(Dataset records)
·····

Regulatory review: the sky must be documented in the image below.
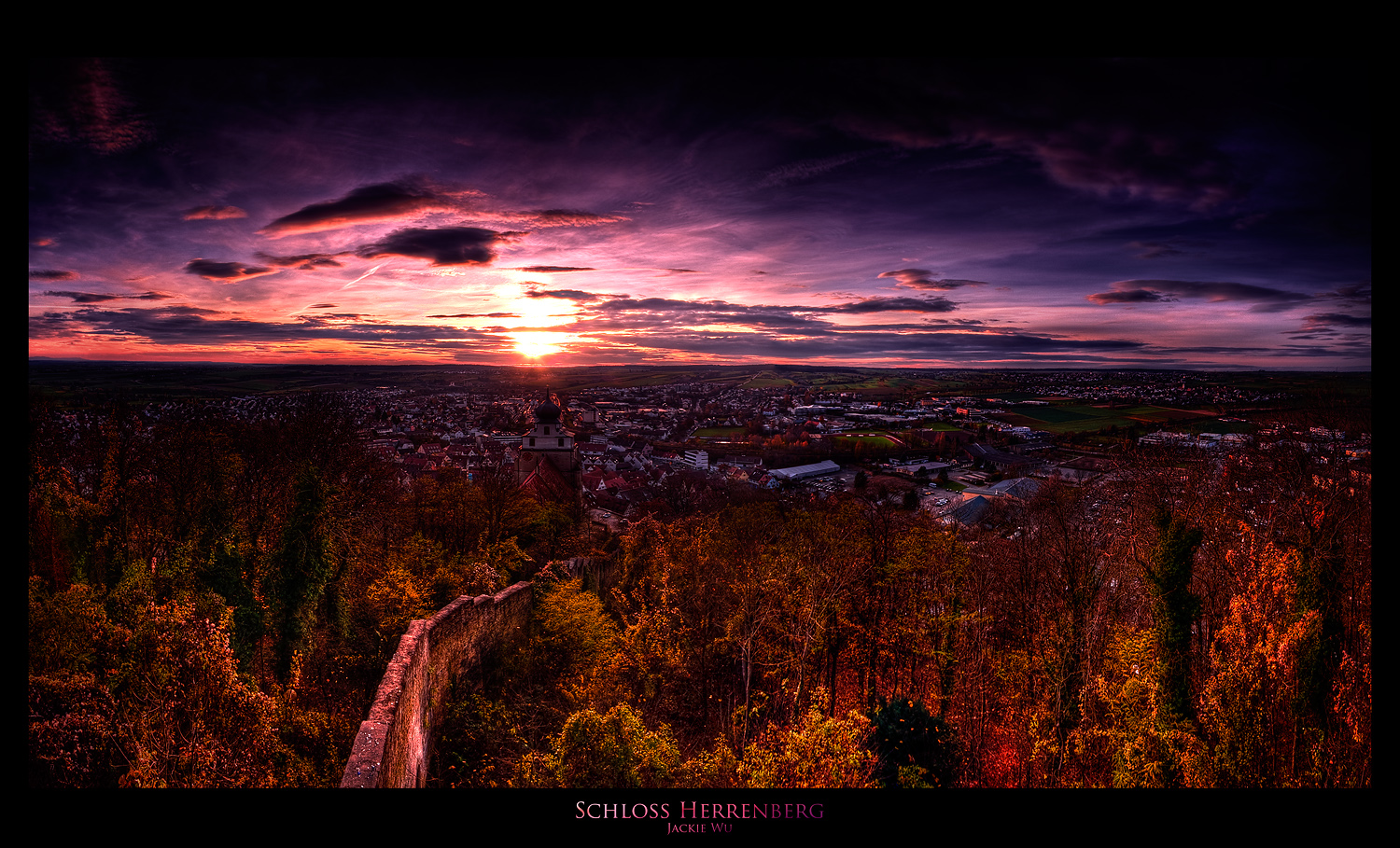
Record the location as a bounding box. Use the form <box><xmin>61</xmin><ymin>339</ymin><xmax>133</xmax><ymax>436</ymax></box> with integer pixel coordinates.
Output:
<box><xmin>28</xmin><ymin>58</ymin><xmax>1372</xmax><ymax>371</ymax></box>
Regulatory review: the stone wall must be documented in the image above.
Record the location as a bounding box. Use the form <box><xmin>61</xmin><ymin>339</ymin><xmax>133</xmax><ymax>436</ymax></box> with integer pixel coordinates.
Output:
<box><xmin>341</xmin><ymin>582</ymin><xmax>532</xmax><ymax>789</ymax></box>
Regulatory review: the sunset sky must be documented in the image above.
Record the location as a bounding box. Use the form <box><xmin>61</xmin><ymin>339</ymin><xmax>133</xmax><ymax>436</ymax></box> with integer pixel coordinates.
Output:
<box><xmin>28</xmin><ymin>58</ymin><xmax>1372</xmax><ymax>369</ymax></box>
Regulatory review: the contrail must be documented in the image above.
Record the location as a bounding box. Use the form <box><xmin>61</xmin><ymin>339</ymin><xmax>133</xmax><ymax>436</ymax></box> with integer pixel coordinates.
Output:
<box><xmin>341</xmin><ymin>262</ymin><xmax>384</xmax><ymax>291</ymax></box>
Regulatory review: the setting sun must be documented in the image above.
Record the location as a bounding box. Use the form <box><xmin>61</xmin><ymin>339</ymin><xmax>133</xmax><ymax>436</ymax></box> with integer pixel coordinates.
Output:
<box><xmin>510</xmin><ymin>332</ymin><xmax>570</xmax><ymax>360</ymax></box>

·····

_Your task_. Copy out the records above, switching every "Regulatory review" to "Compliance audit" and changing nothing else. Leave the pictures out.

_Task solution_.
Compliance audit: the sky must be documented in the image below.
Record the location as a bounding box. Use the form <box><xmin>61</xmin><ymin>339</ymin><xmax>133</xmax><ymax>436</ymax></box> with integer pixel coordinates.
Output:
<box><xmin>28</xmin><ymin>58</ymin><xmax>1372</xmax><ymax>371</ymax></box>
Compliance audit: the stone wall must be documented in the image above.
Record the location as a bounding box. Use the form <box><xmin>61</xmin><ymin>339</ymin><xmax>133</xmax><ymax>436</ymax></box> with integer pixel coordinates.
Output:
<box><xmin>341</xmin><ymin>582</ymin><xmax>532</xmax><ymax>789</ymax></box>
Compliance audit: the sunset sky must be documented in the image above.
Record the location as a bounding box. Use the form <box><xmin>61</xmin><ymin>339</ymin><xmax>133</xmax><ymax>436</ymax></box> with integer pixel coordinates.
Output:
<box><xmin>28</xmin><ymin>58</ymin><xmax>1372</xmax><ymax>369</ymax></box>
Compliance audit: the contrail must be documented in the image above.
Record the location as a bounding box. Use the form <box><xmin>61</xmin><ymin>339</ymin><xmax>133</xmax><ymax>436</ymax></box> with integer pixel coordinates.
Output:
<box><xmin>341</xmin><ymin>262</ymin><xmax>384</xmax><ymax>291</ymax></box>
Compliance audit: the setting sun must be documented in the image above.
Record the location as a bounding box. Use the form <box><xmin>61</xmin><ymin>339</ymin><xmax>133</xmax><ymax>436</ymax></box> with integer pixel coordinates.
Output:
<box><xmin>510</xmin><ymin>332</ymin><xmax>570</xmax><ymax>360</ymax></box>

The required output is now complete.